Your task.
Rewrite all of the records below with "single dot" replaced by "single point" and everything else unchanged. Leave the pictures out of your answer.
* * *
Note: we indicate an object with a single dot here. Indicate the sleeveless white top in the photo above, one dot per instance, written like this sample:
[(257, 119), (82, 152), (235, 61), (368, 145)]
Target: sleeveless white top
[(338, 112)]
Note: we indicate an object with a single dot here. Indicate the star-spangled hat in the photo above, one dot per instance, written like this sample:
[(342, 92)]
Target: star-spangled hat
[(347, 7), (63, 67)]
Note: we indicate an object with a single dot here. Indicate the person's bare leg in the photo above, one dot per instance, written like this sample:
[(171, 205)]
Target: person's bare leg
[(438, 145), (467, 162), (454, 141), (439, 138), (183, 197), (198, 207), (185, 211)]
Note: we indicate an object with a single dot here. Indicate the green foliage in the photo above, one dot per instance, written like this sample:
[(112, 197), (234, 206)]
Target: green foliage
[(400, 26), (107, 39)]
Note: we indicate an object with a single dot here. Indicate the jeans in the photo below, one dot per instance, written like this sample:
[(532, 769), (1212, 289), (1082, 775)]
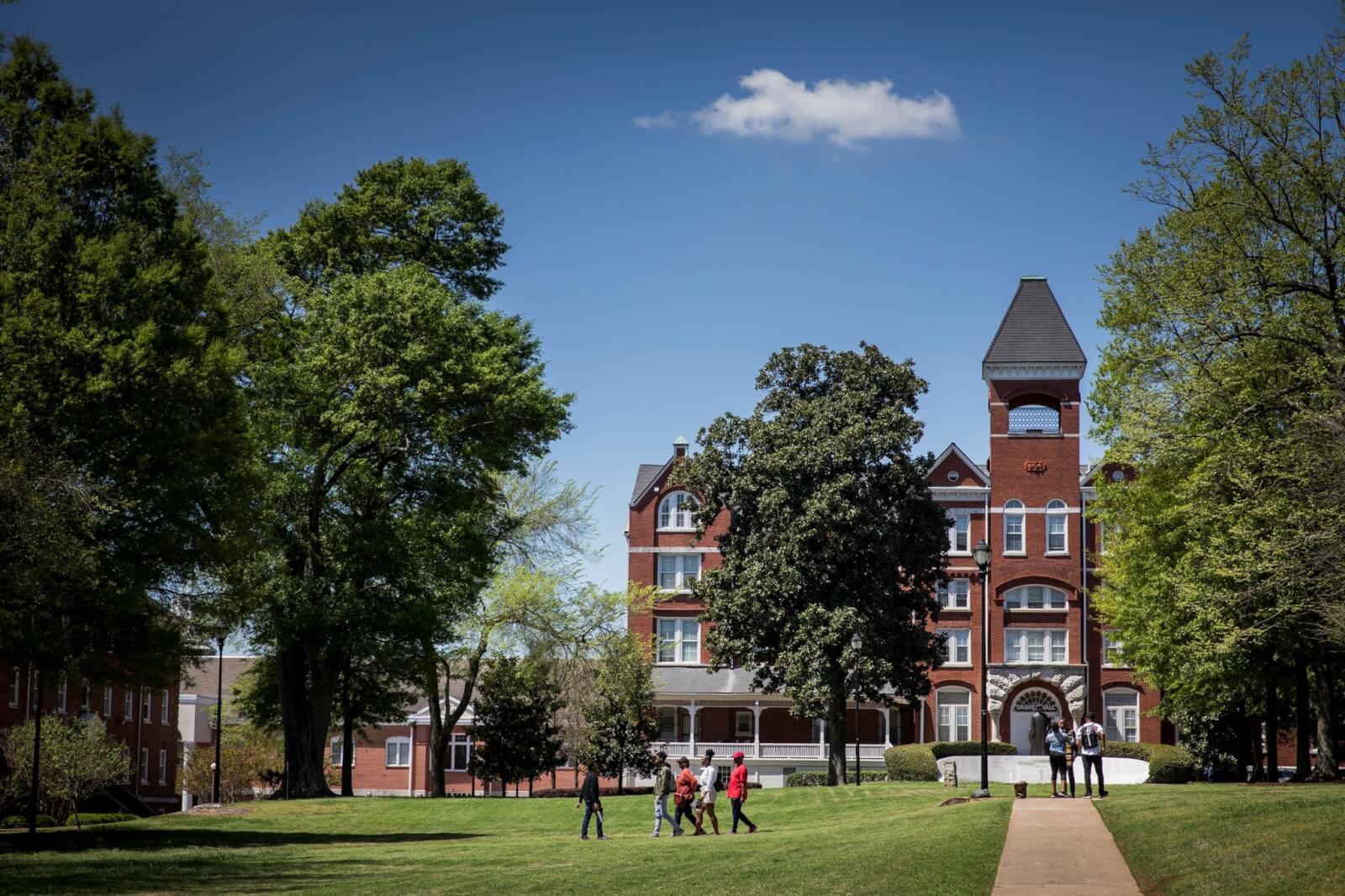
* * *
Result of this task.
Note: we indicate an object with a single point here. Indicate the sleeveless white top in the photo above, one dot per instance, written like this sample:
[(257, 119), (82, 152), (235, 61), (368, 145)]
Target: sleeveless white top
[(338, 112)]
Note: we indicate an object with a single point here. Indicate the star-spangled hat in the photo above, one dot per instance, written like this sample:
[(342, 92)]
Target: star-spangled hat
[(347, 7), (63, 67)]
Note: we indicate an object with a single point here. Indicate the person's bare leg in the photo above, one dot per instance, written like this sample:
[(171, 205)]
Target: person's bare leg
[(438, 145), (467, 162), (454, 141), (439, 138), (183, 197), (198, 207), (185, 211)]
Note: we indicate an object with a single point here. Indicate the green foliage in the photo above, one dot per instance, written like this sample:
[(112, 197), (234, 206)]
Target: green foliage
[(400, 26), (107, 39)]
Note: we indicate an object with a single point here. Indicate the jeans in the photo below, one dot per instance, written like this sample:
[(532, 769), (1212, 289), (1082, 775)]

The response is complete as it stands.